● REQUIRED ACTION: Produce a word-for-word copy of the data below.

:: DATASET EXCERPTS

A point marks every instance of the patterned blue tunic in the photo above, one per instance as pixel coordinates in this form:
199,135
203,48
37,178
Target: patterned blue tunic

::::

● ANSWER TO THE PROBLEM:
A point marks every instance of the patterned blue tunic in the photo above, one per instance as pixel coordinates in this form:
199,135
203,48
37,178
Target: patterned blue tunic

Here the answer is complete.